=== TASK DESCRIPTION ===
Change "tag" to "mark" in the material from the line containing "In this exercise you will tag the distant" up to and including the last line of the material, keeping everything else the same. Leave out the pictures.

---+---

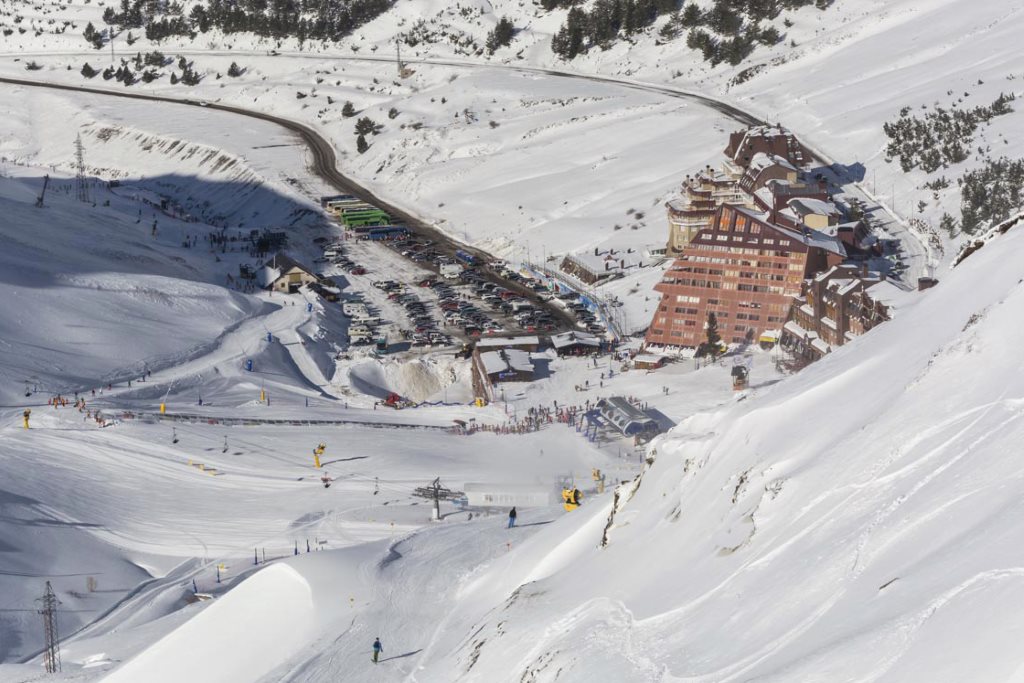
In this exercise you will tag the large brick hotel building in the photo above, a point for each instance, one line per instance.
(751, 258)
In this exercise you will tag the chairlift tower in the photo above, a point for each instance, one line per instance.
(436, 493)
(51, 650)
(81, 187)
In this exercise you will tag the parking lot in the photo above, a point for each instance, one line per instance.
(410, 290)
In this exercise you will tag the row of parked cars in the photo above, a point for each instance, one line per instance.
(424, 326)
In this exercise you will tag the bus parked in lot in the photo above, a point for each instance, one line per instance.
(359, 217)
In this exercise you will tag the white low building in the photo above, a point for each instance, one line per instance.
(509, 495)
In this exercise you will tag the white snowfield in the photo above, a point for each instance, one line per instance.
(859, 521)
(837, 76)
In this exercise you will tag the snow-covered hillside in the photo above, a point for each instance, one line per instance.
(835, 78)
(856, 521)
(859, 521)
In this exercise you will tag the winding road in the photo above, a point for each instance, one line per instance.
(325, 161)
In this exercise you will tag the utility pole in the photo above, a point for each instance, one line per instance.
(42, 195)
(81, 188)
(51, 653)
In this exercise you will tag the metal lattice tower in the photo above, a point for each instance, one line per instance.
(81, 187)
(51, 653)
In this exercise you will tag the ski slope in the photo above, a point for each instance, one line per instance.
(858, 521)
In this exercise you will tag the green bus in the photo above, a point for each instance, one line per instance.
(366, 217)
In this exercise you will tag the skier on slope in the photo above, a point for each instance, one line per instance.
(378, 648)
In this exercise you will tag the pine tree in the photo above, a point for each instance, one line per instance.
(501, 35)
(366, 125)
(713, 343)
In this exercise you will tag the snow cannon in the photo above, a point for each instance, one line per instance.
(394, 400)
(571, 499)
(740, 376)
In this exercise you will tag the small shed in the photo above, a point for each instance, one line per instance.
(576, 343)
(648, 361)
(627, 418)
(529, 344)
(283, 273)
(508, 495)
(504, 366)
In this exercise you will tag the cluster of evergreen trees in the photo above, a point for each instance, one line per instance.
(940, 138)
(726, 32)
(501, 35)
(93, 37)
(305, 19)
(991, 194)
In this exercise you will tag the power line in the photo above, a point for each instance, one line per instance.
(81, 188)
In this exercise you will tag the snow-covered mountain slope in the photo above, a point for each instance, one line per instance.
(836, 78)
(858, 521)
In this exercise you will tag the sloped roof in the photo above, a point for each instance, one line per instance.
(509, 359)
(283, 262)
(572, 337)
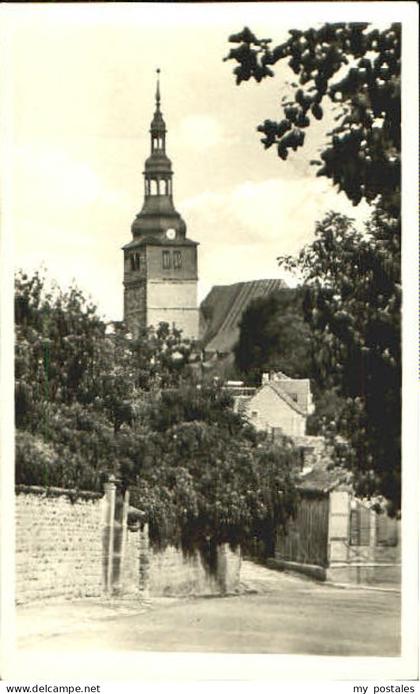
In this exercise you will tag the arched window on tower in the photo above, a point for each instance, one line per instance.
(177, 260)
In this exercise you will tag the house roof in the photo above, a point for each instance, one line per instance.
(278, 390)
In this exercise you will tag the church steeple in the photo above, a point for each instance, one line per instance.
(157, 126)
(158, 212)
(160, 262)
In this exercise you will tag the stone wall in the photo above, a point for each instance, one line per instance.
(266, 411)
(58, 544)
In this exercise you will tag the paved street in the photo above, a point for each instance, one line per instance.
(276, 613)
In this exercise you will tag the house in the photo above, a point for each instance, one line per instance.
(281, 405)
(334, 535)
(337, 537)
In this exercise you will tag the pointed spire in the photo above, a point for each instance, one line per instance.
(158, 90)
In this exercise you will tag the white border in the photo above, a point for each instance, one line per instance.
(176, 667)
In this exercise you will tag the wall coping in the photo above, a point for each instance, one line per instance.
(72, 494)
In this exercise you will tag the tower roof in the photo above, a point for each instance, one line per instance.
(158, 124)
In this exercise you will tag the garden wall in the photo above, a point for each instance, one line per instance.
(59, 548)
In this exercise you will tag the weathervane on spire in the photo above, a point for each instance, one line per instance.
(157, 89)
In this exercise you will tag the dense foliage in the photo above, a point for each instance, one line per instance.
(91, 400)
(274, 336)
(357, 69)
(353, 304)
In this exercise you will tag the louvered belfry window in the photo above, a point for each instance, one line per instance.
(166, 260)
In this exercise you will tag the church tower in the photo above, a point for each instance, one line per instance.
(160, 263)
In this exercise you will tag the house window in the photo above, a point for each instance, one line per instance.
(166, 260)
(360, 526)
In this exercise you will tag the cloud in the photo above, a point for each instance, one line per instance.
(275, 210)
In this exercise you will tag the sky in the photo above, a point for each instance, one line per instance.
(80, 105)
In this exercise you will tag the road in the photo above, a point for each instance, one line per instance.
(277, 613)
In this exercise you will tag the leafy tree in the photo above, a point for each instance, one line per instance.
(352, 304)
(79, 383)
(359, 71)
(274, 335)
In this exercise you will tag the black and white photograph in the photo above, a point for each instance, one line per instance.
(208, 298)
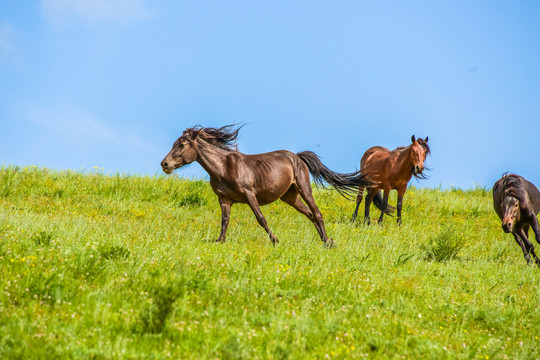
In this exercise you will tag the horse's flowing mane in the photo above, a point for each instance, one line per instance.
(512, 187)
(424, 145)
(223, 137)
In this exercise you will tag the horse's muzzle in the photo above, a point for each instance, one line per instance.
(507, 227)
(167, 168)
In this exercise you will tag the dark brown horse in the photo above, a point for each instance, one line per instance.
(389, 170)
(257, 179)
(517, 202)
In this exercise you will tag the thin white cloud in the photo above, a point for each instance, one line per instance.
(82, 128)
(6, 34)
(61, 13)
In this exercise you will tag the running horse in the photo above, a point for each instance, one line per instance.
(257, 179)
(517, 202)
(390, 170)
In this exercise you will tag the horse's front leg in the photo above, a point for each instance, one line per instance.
(386, 193)
(254, 205)
(358, 201)
(369, 198)
(401, 194)
(225, 215)
(536, 228)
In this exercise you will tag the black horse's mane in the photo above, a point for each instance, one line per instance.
(223, 137)
(513, 187)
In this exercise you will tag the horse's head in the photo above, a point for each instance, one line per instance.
(183, 152)
(419, 151)
(511, 213)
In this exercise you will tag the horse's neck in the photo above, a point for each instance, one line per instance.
(212, 159)
(404, 160)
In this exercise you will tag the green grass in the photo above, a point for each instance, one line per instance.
(125, 267)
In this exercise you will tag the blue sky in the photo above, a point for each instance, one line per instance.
(112, 83)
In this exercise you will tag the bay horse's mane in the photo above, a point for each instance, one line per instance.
(512, 187)
(223, 137)
(422, 142)
(426, 147)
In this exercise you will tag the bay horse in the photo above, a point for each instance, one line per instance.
(257, 179)
(517, 202)
(390, 170)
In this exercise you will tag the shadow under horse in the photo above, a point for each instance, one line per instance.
(517, 202)
(390, 170)
(257, 179)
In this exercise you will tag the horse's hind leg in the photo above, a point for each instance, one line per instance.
(369, 198)
(522, 246)
(225, 215)
(386, 193)
(292, 198)
(524, 234)
(401, 194)
(358, 201)
(303, 187)
(254, 205)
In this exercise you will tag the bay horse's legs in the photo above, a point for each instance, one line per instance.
(386, 193)
(369, 198)
(358, 201)
(536, 228)
(254, 205)
(303, 187)
(292, 198)
(528, 245)
(401, 194)
(225, 215)
(522, 245)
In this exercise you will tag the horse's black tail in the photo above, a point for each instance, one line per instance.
(346, 184)
(379, 203)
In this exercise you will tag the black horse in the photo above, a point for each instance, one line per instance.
(517, 202)
(258, 179)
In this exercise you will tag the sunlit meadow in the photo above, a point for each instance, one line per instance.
(97, 266)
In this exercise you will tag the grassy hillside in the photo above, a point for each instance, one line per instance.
(98, 267)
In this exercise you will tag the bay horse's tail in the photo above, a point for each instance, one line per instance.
(379, 203)
(345, 184)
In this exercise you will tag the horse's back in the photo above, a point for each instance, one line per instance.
(375, 153)
(534, 195)
(515, 181)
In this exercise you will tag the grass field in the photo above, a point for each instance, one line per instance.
(94, 266)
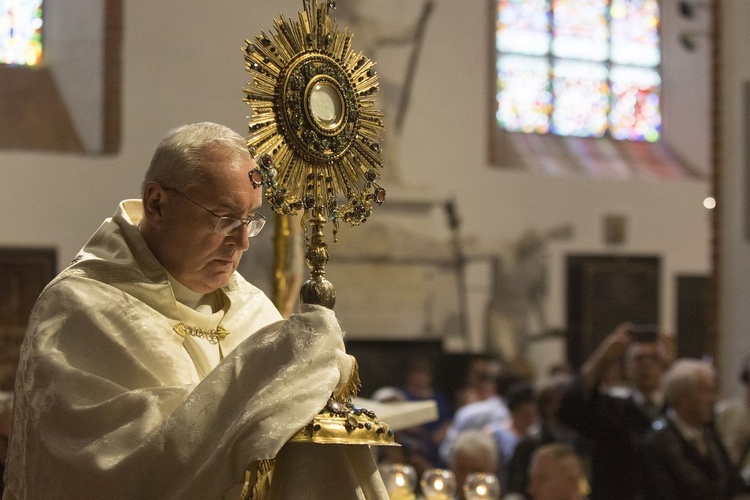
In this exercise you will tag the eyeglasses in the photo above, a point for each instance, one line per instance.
(225, 226)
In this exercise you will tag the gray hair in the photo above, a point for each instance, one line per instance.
(475, 443)
(178, 159)
(683, 377)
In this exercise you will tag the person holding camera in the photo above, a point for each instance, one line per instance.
(614, 421)
(683, 456)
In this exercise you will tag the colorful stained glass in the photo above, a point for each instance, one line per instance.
(581, 101)
(603, 78)
(635, 113)
(579, 29)
(523, 96)
(21, 32)
(635, 32)
(523, 26)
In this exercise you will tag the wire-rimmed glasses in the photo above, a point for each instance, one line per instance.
(225, 226)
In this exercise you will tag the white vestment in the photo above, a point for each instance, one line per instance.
(111, 402)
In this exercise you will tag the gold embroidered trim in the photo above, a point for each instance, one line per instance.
(214, 336)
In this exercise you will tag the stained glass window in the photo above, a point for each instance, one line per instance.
(21, 32)
(584, 68)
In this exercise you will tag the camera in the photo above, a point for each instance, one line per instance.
(644, 333)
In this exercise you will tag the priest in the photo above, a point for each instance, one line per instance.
(151, 368)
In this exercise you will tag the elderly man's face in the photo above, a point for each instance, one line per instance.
(550, 480)
(644, 367)
(191, 250)
(697, 405)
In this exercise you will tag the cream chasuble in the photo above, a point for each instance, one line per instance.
(110, 404)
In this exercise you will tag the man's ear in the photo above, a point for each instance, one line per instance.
(153, 199)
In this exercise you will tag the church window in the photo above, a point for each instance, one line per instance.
(21, 32)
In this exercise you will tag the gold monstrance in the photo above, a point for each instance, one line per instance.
(315, 132)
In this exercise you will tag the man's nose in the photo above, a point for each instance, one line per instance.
(239, 237)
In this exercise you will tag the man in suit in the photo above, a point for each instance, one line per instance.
(556, 473)
(683, 456)
(614, 421)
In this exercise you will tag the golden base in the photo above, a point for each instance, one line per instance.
(344, 423)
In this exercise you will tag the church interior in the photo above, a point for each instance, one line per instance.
(526, 246)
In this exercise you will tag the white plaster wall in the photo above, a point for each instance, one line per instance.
(182, 62)
(735, 248)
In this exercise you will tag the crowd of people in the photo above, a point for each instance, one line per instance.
(633, 423)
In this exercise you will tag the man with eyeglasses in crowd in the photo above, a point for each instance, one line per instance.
(151, 369)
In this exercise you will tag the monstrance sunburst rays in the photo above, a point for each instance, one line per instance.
(315, 129)
(315, 132)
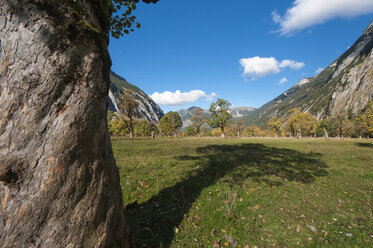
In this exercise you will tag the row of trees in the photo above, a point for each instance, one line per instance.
(298, 124)
(126, 121)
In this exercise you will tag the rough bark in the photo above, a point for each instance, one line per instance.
(59, 186)
(326, 136)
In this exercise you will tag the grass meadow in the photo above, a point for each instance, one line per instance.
(265, 192)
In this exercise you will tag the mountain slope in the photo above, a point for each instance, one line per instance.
(345, 84)
(147, 107)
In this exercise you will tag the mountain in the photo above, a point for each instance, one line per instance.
(147, 107)
(346, 84)
(186, 114)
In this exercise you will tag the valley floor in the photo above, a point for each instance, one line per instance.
(212, 192)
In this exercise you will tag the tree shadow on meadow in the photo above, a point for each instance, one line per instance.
(366, 145)
(153, 222)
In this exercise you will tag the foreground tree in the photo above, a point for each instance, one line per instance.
(198, 120)
(59, 186)
(220, 115)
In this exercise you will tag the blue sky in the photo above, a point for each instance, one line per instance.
(247, 52)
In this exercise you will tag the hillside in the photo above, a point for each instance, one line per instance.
(343, 85)
(147, 107)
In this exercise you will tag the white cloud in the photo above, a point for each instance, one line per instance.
(319, 70)
(178, 98)
(257, 67)
(292, 64)
(283, 80)
(305, 13)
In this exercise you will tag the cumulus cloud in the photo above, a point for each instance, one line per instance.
(178, 98)
(319, 70)
(305, 13)
(283, 80)
(257, 67)
(292, 64)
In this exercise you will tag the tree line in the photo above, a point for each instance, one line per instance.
(296, 124)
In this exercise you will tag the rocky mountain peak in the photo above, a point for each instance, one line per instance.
(369, 29)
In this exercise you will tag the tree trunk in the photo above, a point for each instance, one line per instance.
(326, 136)
(59, 186)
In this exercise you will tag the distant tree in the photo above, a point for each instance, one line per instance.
(216, 132)
(324, 129)
(342, 126)
(117, 127)
(144, 128)
(301, 123)
(275, 124)
(253, 131)
(190, 131)
(127, 110)
(170, 123)
(220, 115)
(237, 127)
(198, 119)
(364, 121)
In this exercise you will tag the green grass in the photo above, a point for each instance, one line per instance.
(210, 192)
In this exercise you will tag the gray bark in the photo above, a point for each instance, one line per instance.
(59, 186)
(326, 136)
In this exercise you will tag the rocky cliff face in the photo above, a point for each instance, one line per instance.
(346, 84)
(59, 186)
(148, 109)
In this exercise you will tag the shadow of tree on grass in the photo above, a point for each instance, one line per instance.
(362, 144)
(153, 221)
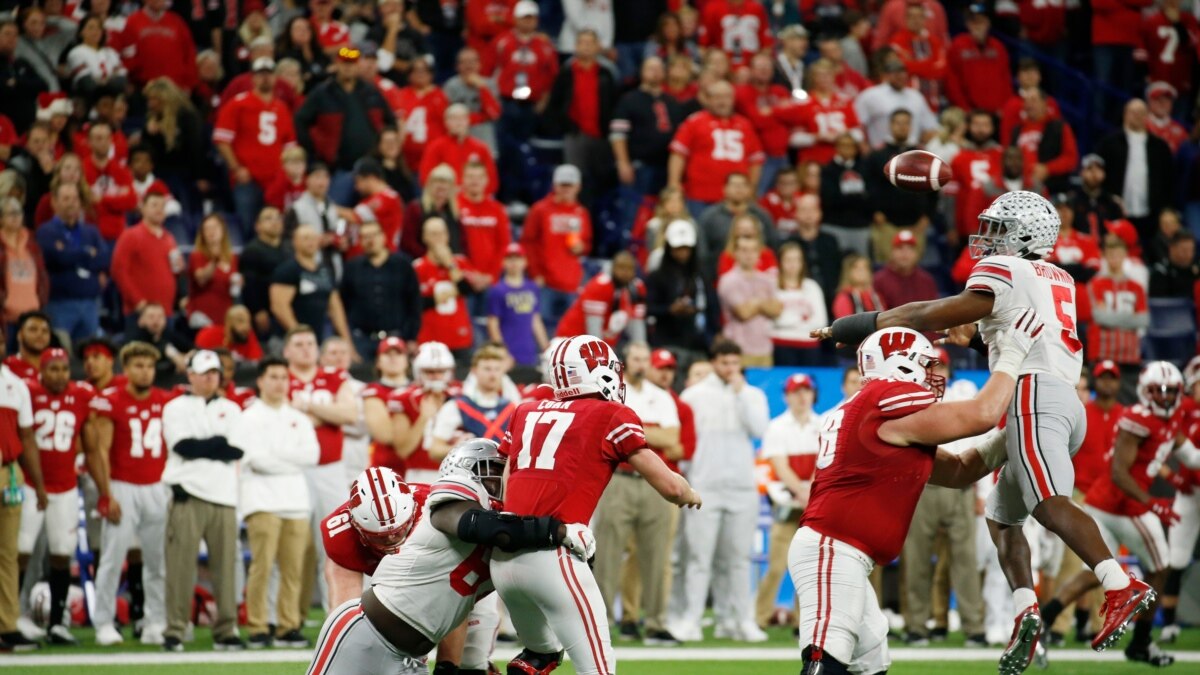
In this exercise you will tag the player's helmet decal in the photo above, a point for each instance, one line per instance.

---+---

=== RESPONSE TO THE EXERCISE ===
In this exercise you will mark the distant tree in the photo above, a point for each instance, one line per instance.
(216, 132)
(324, 129)
(342, 126)
(117, 127)
(144, 128)
(301, 123)
(275, 124)
(253, 131)
(190, 131)
(127, 110)
(170, 123)
(220, 115)
(237, 127)
(198, 119)
(364, 121)
In this exercise you will mark the green grass in the photo above, a point for each instance, one line per instance.
(210, 192)
In this exercise you will mark the gray bark in the photo above, a point for each instance, one line per instance.
(59, 186)
(326, 136)
In this exercise you will mark the rocky cliff face in the photo above, a point for each instance, one line per instance.
(346, 84)
(59, 186)
(148, 109)
In this exercise you will mark the shadow of tree on grass in the photo above, a point for each instance, one line per instance.
(362, 144)
(153, 221)
In this exercise you will mark the player's helmet decal in the photo above, a point for each instance, one line per instance.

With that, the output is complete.